Request:
Render as a numbered list, with blank lines omitted, the lines between the one holding "Indicate each instance of the straw" and the one holding "column 873, row 355", inclusive.

☆ ☆ ☆

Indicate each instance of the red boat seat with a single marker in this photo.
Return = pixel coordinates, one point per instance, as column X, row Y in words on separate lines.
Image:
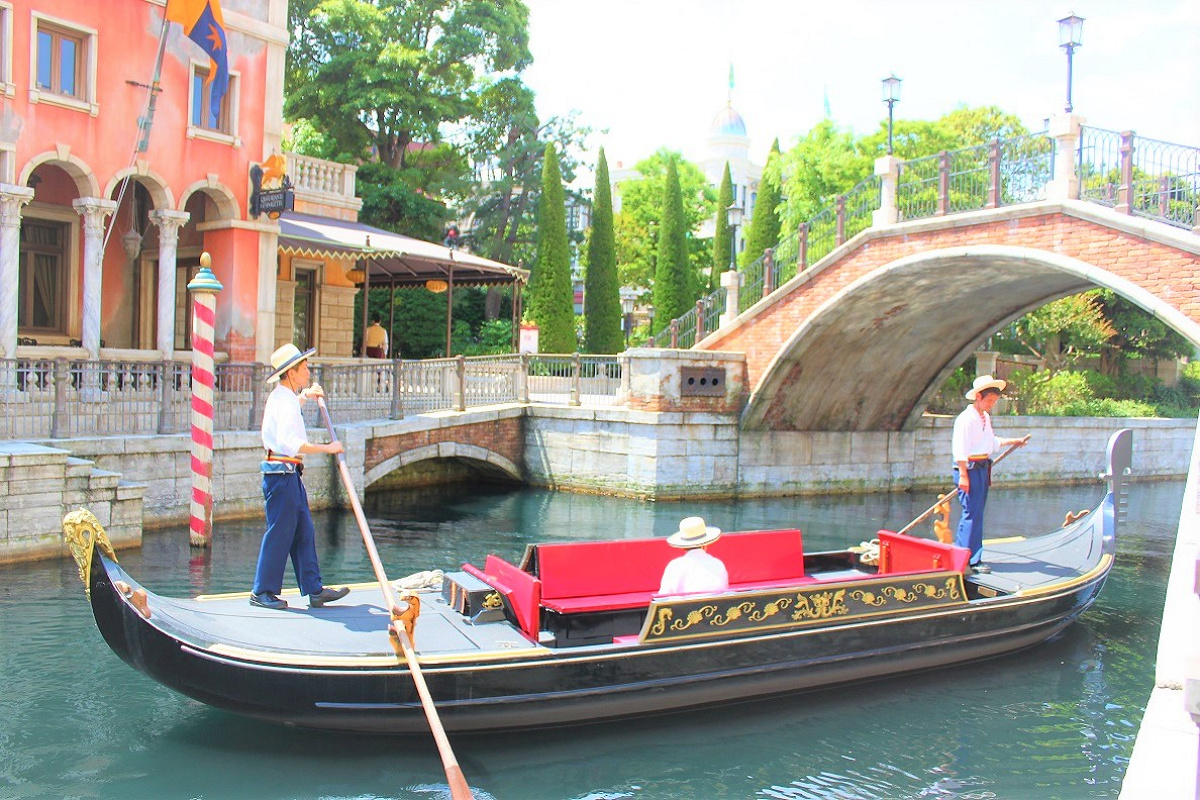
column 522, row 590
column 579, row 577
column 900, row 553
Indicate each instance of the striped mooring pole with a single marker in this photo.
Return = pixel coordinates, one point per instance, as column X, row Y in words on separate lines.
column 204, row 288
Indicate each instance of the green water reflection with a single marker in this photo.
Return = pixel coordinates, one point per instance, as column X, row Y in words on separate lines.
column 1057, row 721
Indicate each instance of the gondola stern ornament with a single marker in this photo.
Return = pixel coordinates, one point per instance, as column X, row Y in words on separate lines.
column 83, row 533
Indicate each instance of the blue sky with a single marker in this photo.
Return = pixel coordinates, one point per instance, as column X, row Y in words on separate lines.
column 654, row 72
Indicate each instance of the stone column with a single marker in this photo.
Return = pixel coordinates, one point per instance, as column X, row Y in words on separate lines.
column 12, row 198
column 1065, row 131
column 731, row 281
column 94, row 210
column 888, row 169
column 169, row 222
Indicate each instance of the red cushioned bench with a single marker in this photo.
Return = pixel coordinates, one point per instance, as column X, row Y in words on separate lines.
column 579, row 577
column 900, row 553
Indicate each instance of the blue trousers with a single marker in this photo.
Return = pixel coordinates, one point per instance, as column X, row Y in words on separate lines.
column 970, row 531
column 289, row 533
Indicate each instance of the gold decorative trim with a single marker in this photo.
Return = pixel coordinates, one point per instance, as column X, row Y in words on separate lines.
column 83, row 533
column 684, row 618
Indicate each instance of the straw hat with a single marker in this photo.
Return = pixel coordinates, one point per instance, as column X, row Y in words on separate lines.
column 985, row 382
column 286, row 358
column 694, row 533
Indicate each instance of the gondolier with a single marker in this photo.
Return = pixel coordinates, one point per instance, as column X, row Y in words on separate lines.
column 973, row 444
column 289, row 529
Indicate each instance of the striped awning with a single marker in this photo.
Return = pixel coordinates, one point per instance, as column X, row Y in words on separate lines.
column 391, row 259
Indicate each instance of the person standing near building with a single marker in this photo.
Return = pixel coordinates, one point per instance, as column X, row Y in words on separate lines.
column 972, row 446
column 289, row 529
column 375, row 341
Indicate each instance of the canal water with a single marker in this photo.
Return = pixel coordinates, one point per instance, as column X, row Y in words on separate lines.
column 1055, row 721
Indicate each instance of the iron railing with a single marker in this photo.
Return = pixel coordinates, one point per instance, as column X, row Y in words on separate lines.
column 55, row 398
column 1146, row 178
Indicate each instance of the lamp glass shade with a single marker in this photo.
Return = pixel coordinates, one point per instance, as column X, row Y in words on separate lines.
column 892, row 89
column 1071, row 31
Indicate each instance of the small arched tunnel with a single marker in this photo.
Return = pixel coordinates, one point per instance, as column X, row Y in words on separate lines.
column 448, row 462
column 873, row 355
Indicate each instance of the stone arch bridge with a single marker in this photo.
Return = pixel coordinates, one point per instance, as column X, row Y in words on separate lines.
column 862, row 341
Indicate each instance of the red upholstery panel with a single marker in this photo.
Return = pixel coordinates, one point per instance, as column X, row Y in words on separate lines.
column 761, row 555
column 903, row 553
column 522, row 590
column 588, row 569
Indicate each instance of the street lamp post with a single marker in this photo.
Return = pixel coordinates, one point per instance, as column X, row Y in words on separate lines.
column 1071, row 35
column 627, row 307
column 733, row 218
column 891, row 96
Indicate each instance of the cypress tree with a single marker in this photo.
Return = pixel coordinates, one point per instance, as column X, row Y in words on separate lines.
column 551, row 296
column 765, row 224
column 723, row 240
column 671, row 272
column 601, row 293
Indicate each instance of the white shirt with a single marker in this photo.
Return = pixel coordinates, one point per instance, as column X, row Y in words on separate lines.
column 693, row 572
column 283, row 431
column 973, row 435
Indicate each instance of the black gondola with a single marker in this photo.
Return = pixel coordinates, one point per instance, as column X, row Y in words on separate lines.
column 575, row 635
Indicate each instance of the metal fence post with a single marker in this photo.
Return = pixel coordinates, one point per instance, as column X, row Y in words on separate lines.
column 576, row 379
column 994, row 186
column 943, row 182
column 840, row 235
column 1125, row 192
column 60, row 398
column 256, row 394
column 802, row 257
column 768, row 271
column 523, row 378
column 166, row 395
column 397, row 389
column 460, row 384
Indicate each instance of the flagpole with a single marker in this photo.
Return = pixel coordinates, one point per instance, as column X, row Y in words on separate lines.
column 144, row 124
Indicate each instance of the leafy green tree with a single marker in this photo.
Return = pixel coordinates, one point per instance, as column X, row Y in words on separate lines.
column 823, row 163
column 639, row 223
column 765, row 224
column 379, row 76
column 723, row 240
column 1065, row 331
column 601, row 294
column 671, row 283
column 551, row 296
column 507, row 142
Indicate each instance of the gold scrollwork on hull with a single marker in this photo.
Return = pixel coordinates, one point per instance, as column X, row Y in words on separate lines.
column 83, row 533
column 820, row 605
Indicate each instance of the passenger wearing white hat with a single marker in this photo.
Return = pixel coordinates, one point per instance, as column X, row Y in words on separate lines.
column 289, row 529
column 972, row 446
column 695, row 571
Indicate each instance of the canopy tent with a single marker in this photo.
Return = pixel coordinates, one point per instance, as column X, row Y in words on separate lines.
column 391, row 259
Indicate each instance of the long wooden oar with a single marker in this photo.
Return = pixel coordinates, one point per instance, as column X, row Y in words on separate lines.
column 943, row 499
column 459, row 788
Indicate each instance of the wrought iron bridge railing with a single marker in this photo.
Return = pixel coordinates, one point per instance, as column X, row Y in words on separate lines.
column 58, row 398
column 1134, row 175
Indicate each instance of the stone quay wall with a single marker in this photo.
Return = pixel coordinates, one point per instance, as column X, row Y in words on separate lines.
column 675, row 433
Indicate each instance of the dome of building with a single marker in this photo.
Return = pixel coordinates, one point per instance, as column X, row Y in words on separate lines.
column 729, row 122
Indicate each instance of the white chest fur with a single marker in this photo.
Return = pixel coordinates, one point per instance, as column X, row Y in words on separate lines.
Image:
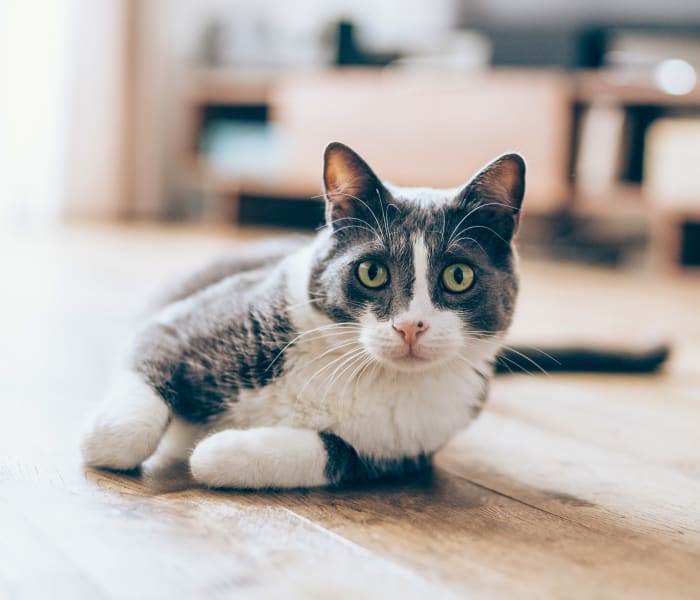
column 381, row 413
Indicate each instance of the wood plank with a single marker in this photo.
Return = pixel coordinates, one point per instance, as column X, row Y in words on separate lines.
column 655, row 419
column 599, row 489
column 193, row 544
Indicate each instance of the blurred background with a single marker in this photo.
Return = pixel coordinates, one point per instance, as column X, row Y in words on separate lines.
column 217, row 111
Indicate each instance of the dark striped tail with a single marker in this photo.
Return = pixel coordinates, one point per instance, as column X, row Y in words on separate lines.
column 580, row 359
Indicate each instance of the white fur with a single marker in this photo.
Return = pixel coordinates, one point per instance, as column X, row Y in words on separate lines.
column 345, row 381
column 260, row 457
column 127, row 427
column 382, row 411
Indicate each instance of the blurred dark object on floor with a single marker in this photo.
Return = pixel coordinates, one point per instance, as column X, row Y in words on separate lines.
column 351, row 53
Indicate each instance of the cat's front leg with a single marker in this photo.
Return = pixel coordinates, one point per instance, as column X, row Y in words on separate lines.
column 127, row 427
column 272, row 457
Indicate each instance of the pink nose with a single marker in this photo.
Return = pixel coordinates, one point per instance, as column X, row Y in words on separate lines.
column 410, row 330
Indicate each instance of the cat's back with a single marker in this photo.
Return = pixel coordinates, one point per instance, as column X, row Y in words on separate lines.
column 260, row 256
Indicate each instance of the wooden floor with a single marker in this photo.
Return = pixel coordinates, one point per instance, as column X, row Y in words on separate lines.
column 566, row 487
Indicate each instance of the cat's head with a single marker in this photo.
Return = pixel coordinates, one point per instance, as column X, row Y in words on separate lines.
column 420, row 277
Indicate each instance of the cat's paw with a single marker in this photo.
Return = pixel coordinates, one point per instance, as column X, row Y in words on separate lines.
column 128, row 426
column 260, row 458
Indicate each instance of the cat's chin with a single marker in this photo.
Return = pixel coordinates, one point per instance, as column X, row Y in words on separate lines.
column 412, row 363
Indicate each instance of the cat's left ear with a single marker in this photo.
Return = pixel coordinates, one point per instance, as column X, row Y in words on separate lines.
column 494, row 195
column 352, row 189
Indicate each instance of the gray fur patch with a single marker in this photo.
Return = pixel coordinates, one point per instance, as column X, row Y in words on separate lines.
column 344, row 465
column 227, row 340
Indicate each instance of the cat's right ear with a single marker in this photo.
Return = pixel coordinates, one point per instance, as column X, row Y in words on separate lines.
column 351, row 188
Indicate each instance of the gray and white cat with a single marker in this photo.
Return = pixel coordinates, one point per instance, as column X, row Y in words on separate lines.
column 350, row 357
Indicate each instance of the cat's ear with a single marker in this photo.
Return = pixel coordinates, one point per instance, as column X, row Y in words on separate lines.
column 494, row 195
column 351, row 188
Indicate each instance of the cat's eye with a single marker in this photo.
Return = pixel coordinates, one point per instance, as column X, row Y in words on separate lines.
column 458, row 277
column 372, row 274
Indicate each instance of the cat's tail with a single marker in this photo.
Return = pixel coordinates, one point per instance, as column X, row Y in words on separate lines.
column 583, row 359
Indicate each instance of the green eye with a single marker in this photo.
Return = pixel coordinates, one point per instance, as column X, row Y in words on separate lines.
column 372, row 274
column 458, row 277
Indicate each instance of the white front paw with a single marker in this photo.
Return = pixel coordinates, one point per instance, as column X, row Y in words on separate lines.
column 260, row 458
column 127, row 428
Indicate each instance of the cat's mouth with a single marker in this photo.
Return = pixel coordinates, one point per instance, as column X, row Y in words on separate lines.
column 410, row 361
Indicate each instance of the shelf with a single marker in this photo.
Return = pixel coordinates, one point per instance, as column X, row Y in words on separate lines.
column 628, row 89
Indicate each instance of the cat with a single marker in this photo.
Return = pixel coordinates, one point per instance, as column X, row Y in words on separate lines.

☆ ☆ ☆

Solution to this problem:
1. Indicate each instance of the straw hat with a single marker in this photo.
2. Return = pixel coordinates, one point per instance, as column X, row Y in words on separate lines.
3. column 985, row 382
4. column 286, row 358
5. column 694, row 533
6. Indicate each instance of the gondolier with a single marker in this photo.
7. Return = pixel coordinates, one point per instance, as column X, row Y in words on separate lines.
8. column 973, row 444
9. column 289, row 529
10. Indicate each instance of the striped awning with a single marker in this photo.
11. Return = pixel coordinates, one point per instance, as column X, row Y in words on separate lines.
12. column 391, row 259
13. Indicate each instance of the person standing near building with a single marker in this photo.
14. Return = pixel coordinates, one point per instance, as column X, row Y in words on separate lines.
15. column 972, row 446
16. column 289, row 529
17. column 375, row 341
18. Indicate each instance of the canal water with a single marker in this photo.
19. Return = pixel coordinates, one point per instance, as column X, row Y in words on separate lines.
20. column 1055, row 721
21. Indicate each instance of the iron railing with a single marker in this photo.
22. Return = pixel coordinates, one point per instance, as column X, row Y in words on separate lines.
23. column 55, row 398
24. column 1146, row 178
25. Indicate each instance of the lamp glass shade with a single marker in this photo.
26. Return = pixel coordinates, one point per instance, as column X, row Y in words on separate lines.
27. column 892, row 89
28. column 1071, row 31
29. Indicate each instance of the small arched tunnel with a single marker in this photo.
30. Return = pixel coordinates, one point per instance, as column X, row Y in words on separate lines.
31. column 448, row 462
32. column 873, row 355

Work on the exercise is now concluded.